YOUR GOAL: Every line of the material that follows must be printed again exactly.

======== RECORDS FOR THIS EXERCISE

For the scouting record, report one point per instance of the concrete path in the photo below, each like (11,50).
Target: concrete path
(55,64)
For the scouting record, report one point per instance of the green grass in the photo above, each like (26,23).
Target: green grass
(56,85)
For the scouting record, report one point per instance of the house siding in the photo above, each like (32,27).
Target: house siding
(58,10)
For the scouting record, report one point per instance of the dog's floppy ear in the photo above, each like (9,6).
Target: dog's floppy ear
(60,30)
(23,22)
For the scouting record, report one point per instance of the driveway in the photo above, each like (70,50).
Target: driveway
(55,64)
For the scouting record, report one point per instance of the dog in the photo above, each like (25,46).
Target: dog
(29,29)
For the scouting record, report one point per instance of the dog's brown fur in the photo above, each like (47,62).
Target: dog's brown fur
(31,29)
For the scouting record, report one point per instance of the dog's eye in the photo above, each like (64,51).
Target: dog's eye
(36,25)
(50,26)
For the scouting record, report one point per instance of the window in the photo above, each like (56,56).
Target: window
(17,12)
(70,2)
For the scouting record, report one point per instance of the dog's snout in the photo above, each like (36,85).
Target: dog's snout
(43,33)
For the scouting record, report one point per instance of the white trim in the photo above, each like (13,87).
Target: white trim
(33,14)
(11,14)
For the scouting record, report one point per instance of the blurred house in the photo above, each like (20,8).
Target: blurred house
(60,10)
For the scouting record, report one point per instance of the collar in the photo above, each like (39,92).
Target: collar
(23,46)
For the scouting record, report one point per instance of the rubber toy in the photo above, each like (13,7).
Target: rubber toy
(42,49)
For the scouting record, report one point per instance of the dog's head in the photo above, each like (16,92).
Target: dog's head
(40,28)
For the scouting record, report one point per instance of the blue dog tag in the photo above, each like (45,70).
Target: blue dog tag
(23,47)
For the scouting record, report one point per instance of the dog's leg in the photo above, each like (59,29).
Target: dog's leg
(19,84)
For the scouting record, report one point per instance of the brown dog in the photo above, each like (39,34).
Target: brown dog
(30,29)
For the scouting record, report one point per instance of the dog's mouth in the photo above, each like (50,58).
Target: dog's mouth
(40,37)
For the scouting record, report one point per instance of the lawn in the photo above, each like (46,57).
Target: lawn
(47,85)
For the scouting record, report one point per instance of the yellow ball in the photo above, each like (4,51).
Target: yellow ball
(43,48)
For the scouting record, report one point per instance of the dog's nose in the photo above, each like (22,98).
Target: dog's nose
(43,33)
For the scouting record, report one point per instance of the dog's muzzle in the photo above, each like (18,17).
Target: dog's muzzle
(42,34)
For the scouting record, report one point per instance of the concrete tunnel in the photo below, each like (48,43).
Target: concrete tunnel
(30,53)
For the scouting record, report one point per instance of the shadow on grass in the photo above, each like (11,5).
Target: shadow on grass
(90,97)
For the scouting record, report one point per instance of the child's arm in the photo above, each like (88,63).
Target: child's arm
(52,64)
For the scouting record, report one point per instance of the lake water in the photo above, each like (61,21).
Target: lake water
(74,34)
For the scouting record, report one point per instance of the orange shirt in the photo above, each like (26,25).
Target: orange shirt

================

REPLY:
For the scouting record, report one point per instance of the concrete path in the photo below, each like (11,50).
Target: concrete path
(55,64)
For the scouting record, report one point per instance of the green grass in the photo above, each like (26,23).
Target: green grass
(56,85)
For the scouting record, report one point per instance of the house siding in the photo above, each like (32,27).
Target: house siding
(58,10)
For the scouting record, report one point per instance of the dog's floppy ear in the photo above, each like (9,6).
Target: dog's floppy ear
(60,30)
(23,22)
For the scouting record, report one point per instance of the driveway in the photo above, each like (70,50).
Target: driveway
(55,64)
For the scouting record, report one point per instance of the dog in the photo above, each like (25,46).
Target: dog
(29,29)
For the scouting record, report one point per instance of the dog's brown fur in the photo above, each like (47,62).
Target: dog's brown fur
(31,29)
For the scouting record, report one point per instance of the dog's eye in the photo above, each like (64,51).
Target: dog's eye
(36,25)
(50,26)
For the scouting record, report one point per instance of the window in the photo above, each like (56,56).
Target: window
(17,12)
(70,2)
For the scouting record, report one point per instance of the dog's snout in the photo above, each like (36,85).
Target: dog's snout
(43,33)
For the scouting record, report one point per instance of the white trim in the photo above, each like (13,87).
Target: white trim
(33,14)
(11,14)
For the scouting record, report one point per instance of the blurred house in the photo above, each like (20,8).
Target: blurred house
(60,10)
For the scouting record, report one point per instance of the collar in the photo above, each like (39,92).
Target: collar
(23,46)
For the scouting record, report one point per instance of the rubber toy in the photo above, each like (13,7).
Target: rubber toy
(42,49)
For the scouting record, report one point per instance of the dog's head in the photo above, each like (16,92).
Target: dog's head
(40,28)
For the scouting record, report one point per instance of the blue dog tag in the photo above, each like (45,70).
Target: blue dog tag
(23,47)
For the scouting record, report one point per instance of the dog's leg in the photo above, each like (59,29).
Target: dog's leg
(19,84)
For the scouting record, report one point per instance of the brown dog in the photo above, each like (39,34).
Target: brown dog
(30,29)
For the scouting record, report one point per instance of the dog's mouth in the photo above, each like (50,58).
Target: dog's mouth
(40,37)
For the scouting record, report one point per instance of the lawn in the photo above, each like (46,57).
Target: lawn
(47,85)
For the scouting record, report one point per instance of the yellow ball in the photo above, each like (4,51).
Target: yellow ball
(43,48)
For the scouting record, report one point per instance of the dog's nose in the photo above, each like (22,98).
Target: dog's nose
(43,33)
For the scouting record, report one point per instance of the dog's muzzle in the photo above, each like (18,17).
Target: dog's muzzle
(42,34)
For the scouting record, report one point per instance of the concrete tunnel in the photo below, each like (48,43).
Target: concrete tunnel
(30,53)
For the scouting record, report one point per instance of the shadow on grass in the photo above, each like (11,5).
Target: shadow on grass
(90,97)
For the scouting record, report one point per instance of the child's arm in the photo above, each like (88,63).
Target: child's arm
(52,64)
For the scouting record, report one point per instance of the lake water in the photo above, each like (61,21).
Target: lake water
(74,34)
For the scouting record, report one point per instance of the orange shirt in the photo above, each like (26,25).
Target: orange shirt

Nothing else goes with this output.